Nikmatilah penelitian tersebut. Pelajarilah karakter-karakter Anda dan dunia yang mereka huni. Jika Anda menulis artikel, blog, atau buku elektronik tentang non-fiksi, nikmatilah saat-saat Anda mempelajari sesuatu yang baru. Jangan anggap belajar sebagai pekerjaan; belajar adalah hiburan dan hobi bagi banyak penulis.
Jadi bagaimana penulis mengatasi tujuh ketakutan yang mematikan ini? Dengan menghadapinya, tentunya!
Memang iya, untuk memulai segala sesuatu itu butuh proses, butuh belajar, dan perjuangan. Orang bisa menulis buku, tentunya karena terbiasa (belajar) menulis buku bukan asal sekali jadi dan terbiasa pandai menuliskan apa saja.
Saya meyakini sekali bahwa tiap-tiap dari kita itu punya potensi untuk bisa mengungkapkan perasaan, pemikiran dan uneg-unegnya tentang apa saja lewat tulisan. Karena bagi saya, menulis buku itu tak beda dengan kebiasaan kita berbicara dalam kehidupan sehari-hari. Kalau kita mau menyadarinya, sebenarnya berbicara itu merupakan aktivitas yang spontanitas bukan. Walaupun (maaf) mungkin dari kita hanya bisa berkomunikasi lewat isyarat tetapi sebuah isyarat pun tetap bisa dikomunikasikan dengan tulisan atau body language.
Bagaimanapun, mental block bisa dihilangkan dengan latihan pikiran. Berpikir bahwa “kalau saya tidak menulis, maka orang lain tidak akan membaca idenya.”

• **Data Tersimpan**
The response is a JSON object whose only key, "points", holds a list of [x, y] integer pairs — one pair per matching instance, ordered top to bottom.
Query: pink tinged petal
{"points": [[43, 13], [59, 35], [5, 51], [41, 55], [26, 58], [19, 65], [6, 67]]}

• **Yang Perlu Dikerjakan**
a) Sebutkan semua hal yang, menurut kutipan tentang menulis, berpotensi diungkapkan oleh tiap-tiap dari kita lewat tulisan.
b) Salin bagian kutipan tentang menulis yang dibuka dengan kata-kata berisi "Nikmatilah penelitian tersebut." dan ditutup dengan "Dengan menghadapinya, tentunya!".

• **Penyelesaian Soal**
a) perasaan, pemikiran, dan uneg-uneg

b)
Nikmatilah penelitian tersebut. Pelajarilah karakter-karakter Anda dan dunia yang mereka huni. Jika Anda menulis artikel, blog, atau buku elektronik tentang non-fiksi, nikmatilah saat-saat Anda mempelajari sesuatu yang baru. Jangan anggap belajar sebagai pekerjaan; belajar adalah hiburan dan hobi bagi banyak penulis.
Jadi bagaimana penulis mengatasi tujuh ketakutan yang mematikan ini? Dengan menghadapinya, tentunya!